Reading passage:
+++
For this experiment, we’ll use an IO Gremlin to generate a large number of disk I/O requests across our broker nodes. We’ll create a Scenario and gradually increase the magnitude of the attack over four stages. Each attack will run for three minutes with a one minute break in between so that we can easily associate changes in I/O utilization with changes in throughput.
In addition, we’ll create a Status Check that uses the Kafka Monitoring API to check the health of our brokers between each stage. A status check is an automated HTTP request that Gremlin sends to an endpoint of our choice, which in this case is our cluster’s REST API server. We’ll use the topic endpoint to retrieve the status of our brokers and parse the JSON response to determine if they’re currently in-sync. If any of our brokers fall out-of-sync, we’ll immediately halt the experiment and mark it as a failure. While the Scenario is running, we’ll also use Confluent Control Center to monitor throughput and latency.
Increasing disk I/O will cause a corresponding drop in throughput.
Even after increasing disk I/O to over 150 MB/s, the attack had no discernable impact on throughput or latency. Both metrics remained stable, none of our brokers became out-of-sync or under-replicated, and no messages were lost or corrupted.
This leaves us with plenty of overhead for now, but as we scale up our applications, our throughput requirements will likely increase. We should keep a close eye on disk I/O utilization to make sure we have enough room to scale. If we start to notice disk I/O increasing and throughput decreasing, we should consider:
To ensure messages are delivered successfully, producers and brokers use an acknowledgement mechanism. When a broker commits a message to its local log, it responds to the producer with an acknowledgement, indicating that the message was successfully received and that the producer can send the next message. This reduces the risk of lost messages between the producer and broker, but it does not prevent lost messages between brokers.
+++
Recorded data:

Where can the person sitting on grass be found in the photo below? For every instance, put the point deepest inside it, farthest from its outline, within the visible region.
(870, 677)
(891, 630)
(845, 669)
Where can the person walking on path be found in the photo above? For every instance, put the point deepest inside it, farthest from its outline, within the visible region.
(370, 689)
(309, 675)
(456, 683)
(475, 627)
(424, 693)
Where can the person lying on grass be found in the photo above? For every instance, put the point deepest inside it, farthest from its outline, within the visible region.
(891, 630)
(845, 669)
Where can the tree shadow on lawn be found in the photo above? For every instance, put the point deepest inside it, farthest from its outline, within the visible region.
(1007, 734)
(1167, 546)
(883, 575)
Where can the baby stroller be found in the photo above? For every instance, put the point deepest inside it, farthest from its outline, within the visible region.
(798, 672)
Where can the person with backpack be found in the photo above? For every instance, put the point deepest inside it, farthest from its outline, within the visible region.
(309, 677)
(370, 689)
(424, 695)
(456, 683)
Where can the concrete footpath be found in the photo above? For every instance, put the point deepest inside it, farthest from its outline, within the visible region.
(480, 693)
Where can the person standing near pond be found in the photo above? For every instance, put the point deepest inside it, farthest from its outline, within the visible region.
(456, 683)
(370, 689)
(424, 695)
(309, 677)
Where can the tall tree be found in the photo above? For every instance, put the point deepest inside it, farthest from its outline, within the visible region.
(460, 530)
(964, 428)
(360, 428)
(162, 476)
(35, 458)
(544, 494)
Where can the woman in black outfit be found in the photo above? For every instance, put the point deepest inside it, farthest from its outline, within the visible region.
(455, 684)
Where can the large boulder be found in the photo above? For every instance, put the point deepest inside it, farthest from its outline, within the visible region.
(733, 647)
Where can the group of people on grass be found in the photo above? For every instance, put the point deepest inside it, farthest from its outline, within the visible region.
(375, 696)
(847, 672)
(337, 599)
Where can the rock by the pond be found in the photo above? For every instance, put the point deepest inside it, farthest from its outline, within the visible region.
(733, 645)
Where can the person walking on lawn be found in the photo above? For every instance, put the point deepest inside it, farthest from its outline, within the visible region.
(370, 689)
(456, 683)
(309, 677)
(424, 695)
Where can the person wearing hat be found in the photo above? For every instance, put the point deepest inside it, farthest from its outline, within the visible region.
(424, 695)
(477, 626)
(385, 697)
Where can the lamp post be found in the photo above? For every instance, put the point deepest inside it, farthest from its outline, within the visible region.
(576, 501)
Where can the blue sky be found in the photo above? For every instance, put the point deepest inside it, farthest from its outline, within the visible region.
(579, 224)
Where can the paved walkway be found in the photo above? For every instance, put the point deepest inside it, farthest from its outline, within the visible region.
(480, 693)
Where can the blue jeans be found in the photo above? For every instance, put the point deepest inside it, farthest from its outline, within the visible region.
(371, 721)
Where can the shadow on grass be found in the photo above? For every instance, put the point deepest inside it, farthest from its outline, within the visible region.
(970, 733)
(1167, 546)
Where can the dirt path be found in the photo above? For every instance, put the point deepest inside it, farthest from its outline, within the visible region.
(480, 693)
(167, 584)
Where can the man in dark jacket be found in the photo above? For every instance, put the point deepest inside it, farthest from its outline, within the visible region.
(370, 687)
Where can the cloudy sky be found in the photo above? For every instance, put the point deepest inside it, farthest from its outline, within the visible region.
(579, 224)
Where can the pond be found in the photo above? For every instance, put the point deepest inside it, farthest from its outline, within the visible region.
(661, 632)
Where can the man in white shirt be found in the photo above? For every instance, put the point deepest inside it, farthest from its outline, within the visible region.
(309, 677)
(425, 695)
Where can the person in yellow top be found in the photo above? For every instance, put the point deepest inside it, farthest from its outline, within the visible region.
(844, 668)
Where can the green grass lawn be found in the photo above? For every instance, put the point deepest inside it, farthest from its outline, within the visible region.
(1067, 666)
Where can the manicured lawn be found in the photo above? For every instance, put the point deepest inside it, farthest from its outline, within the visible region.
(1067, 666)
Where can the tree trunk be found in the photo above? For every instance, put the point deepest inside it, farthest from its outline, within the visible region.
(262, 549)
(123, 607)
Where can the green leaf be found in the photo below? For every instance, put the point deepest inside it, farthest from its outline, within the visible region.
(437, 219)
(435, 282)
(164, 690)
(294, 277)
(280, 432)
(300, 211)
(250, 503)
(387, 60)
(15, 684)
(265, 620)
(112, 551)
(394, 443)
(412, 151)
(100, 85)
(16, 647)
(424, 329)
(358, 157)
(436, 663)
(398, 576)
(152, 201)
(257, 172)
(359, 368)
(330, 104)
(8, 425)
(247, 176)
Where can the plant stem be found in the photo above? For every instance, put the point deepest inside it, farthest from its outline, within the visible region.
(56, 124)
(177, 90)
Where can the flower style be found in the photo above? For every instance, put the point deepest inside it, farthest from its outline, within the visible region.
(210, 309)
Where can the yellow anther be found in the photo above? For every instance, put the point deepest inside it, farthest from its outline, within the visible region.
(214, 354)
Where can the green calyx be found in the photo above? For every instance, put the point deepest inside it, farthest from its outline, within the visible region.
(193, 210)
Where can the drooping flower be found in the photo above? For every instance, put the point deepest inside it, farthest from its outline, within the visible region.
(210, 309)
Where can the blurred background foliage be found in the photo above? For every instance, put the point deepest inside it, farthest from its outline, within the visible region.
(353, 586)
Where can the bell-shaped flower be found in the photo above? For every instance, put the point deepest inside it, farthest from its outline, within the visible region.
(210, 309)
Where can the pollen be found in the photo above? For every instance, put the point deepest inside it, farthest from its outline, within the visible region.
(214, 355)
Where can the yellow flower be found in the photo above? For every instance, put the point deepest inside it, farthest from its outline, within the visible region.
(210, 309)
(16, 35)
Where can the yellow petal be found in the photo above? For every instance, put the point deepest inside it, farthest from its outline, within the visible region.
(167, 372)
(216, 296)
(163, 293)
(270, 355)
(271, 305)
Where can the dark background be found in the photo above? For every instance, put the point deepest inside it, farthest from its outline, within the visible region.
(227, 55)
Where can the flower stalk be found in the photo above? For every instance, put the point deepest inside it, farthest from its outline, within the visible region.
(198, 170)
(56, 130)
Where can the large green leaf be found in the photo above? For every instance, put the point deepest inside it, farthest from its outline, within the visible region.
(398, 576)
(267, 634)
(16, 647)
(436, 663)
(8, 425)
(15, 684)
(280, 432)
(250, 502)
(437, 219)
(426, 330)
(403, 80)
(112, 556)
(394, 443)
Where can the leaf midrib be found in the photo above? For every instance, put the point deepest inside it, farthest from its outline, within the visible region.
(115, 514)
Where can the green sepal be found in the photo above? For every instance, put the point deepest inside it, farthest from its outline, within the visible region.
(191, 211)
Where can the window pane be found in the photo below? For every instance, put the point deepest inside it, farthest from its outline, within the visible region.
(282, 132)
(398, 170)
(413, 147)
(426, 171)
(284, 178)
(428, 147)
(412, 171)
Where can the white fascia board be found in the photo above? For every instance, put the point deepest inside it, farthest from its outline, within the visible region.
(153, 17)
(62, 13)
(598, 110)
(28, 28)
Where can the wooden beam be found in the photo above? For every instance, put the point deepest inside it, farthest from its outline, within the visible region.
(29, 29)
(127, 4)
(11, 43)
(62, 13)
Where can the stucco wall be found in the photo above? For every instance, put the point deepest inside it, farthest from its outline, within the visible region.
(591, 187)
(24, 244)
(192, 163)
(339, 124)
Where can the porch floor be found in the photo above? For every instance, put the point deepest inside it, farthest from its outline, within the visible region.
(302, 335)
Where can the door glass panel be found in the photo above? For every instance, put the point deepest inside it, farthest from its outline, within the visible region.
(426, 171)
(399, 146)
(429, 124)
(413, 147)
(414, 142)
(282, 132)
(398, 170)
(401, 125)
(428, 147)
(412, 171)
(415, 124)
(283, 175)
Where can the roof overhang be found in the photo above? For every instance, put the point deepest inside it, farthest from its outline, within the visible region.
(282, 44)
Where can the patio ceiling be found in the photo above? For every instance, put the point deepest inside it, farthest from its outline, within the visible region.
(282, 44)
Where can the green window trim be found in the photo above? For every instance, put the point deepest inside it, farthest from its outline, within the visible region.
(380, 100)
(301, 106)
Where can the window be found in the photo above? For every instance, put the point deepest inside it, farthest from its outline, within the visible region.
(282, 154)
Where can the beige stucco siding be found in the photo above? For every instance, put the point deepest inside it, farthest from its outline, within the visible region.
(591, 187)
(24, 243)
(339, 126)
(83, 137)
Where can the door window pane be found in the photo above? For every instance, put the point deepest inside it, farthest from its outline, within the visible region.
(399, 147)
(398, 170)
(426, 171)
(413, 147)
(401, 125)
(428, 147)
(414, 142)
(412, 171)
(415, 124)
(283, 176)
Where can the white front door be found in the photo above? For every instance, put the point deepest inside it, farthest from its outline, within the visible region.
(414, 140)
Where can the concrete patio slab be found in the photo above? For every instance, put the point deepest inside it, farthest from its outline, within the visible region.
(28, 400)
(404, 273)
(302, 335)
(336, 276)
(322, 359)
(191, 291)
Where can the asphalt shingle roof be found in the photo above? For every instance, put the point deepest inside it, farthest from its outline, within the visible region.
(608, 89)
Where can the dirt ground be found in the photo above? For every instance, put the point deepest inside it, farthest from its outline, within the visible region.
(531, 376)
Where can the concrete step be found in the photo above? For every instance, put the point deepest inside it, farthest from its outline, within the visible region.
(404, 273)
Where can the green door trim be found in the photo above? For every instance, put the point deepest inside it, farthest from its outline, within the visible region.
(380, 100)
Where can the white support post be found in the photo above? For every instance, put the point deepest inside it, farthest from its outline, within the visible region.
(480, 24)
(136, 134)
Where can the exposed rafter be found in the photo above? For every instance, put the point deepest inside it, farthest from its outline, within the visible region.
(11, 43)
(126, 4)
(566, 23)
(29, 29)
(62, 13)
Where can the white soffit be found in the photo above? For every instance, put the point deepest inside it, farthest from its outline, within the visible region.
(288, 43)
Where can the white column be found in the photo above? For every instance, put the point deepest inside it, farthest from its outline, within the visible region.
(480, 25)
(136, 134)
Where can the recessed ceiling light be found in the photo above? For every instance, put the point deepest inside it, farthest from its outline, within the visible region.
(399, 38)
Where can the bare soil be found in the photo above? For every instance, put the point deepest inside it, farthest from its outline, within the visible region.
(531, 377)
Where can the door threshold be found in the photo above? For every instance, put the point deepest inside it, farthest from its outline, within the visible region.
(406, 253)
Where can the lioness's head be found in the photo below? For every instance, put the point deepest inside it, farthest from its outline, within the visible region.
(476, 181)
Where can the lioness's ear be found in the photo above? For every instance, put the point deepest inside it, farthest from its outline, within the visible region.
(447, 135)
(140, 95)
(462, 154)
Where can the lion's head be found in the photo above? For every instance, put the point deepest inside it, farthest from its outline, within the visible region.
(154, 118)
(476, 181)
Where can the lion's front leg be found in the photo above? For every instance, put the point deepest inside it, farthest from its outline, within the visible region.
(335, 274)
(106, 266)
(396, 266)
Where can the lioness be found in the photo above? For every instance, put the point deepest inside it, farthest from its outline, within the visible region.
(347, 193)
+++
Exercise task: Rewrite everything from "In addition, we’ll" down to "throughput and latency." in the Kafka disk I/O passage, changing "Confluent Control Center" to "a separate dashboard".

Solution to the exercise:
In addition, we’ll create a Status Check that uses the Kafka Monitoring API to check the health of our brokers between each stage. A status check is an automated HTTP request that Gremlin sends to an endpoint of our choice, which in this case is our cluster’s REST API server. We’ll use the topic endpoint to retrieve the status of our brokers and parse the JSON response to determine if they’re currently in-sync. If any of our brokers fall out-of-sync, we’ll immediately halt the experiment and mark it as a failure. While the Scenario is running, we’ll also use a separate dashboard to monitor throughput and latency.